Terá de tentar a sua sorte nos limites da família, da tradição e da propriedade. No fundo, é a vitória do modelo Kátia Abreu (DEM-TO), senadora que defende de há muito um ruralismo canhestro e reacionário.

Na entrevista a Maria Inês Nassif, do jornal “Valor Econômico”, Demóstenes Torres afirmou ainda: “O problema estrutural do Brasil não é o racismo, mas a pobreza”. É tocante ver os conservadores descobrirem a pobreza estrutural brasileira, mesmo que tardiamente.

Principalmente porque é essa mesma pobreza que, com título de eleitor na mão, vai lhes tirar os mandatos em 3 de outubro.


COMENTÁRIOS

Enviado por Luciano Prado em 09 de março de 2010.

▶ _Dados fornecidos_:

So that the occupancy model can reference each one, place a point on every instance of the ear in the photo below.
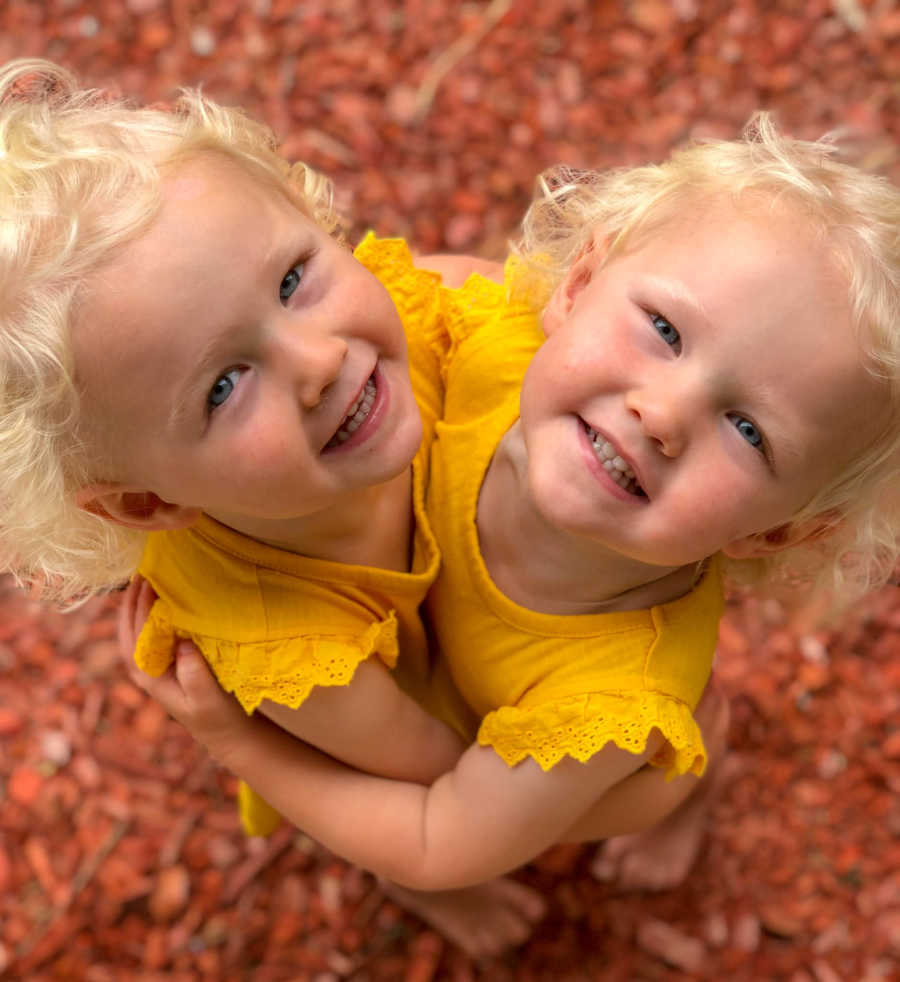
(134, 508)
(782, 537)
(577, 278)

▶ _Tarefas_:
1. Liste todos os nomes de pessoas que aparecem no texto sobre Demóstenes Torres.
2. Reproduza literalmente, do texto sobre Demóstenes Torres, tudo o que vai de "Terá de tentar" até "3 de outubro.".
3. Dê seguimento ao texto sobre Demóstenes Torres a partir do ponto em que ele termina.

▶ _Respostas_:
1. Kátia Abreu, Maria Inês Nassif, Demóstenes Torres, Luciano Prado

2.
Terá de tentar a sua sorte nos limites da família, da tradição e da propriedade. No fundo, é a vitória do modelo Kátia Abreu (DEM-TO), senadora que defende de há muito um ruralismo canhestro e reacionário.

Na entrevista a Maria Inês Nassif, do jornal “Valor Econômico”, Demóstenes Torres afirmou ainda: “O problema estrutural do Brasil não é o racismo, mas a pobreza”. É tocante ver os conservadores descobrirem a pobreza estrutural brasileira, mesmo que tardiamente.

Principalmente porque é essa mesma pobreza que, com título de eleitor na mão, vai lhes tirar os mandatos em 3 de outubro.

3.
Lost. É nisso que dá arregimentar trombadinhas para fazer o trabalho sujo. O artigo de Magnoli é apenas o início de uma série que se avizinha. O tal fórum Millenium foi o ponto de partida. Barões da mídia velha apresentaram seus pitbulls. Magnoli foi um dos que desfilou seus caninos afiados para deleite de seu dono. Matadores de aluguel da honra alheia são, por princípio, irresponsáveis. Não têm compromisso com a ética e muito menos com a moral. O que os move é a grana. Os mandantes estão, agora, autorizando a matança dos “traidores” em sua própria gang. A ausência de autocrítica tem sido o veneno que vai sepultar a velha mídia. Não existe mais espaço para descer. É o fundo do poço.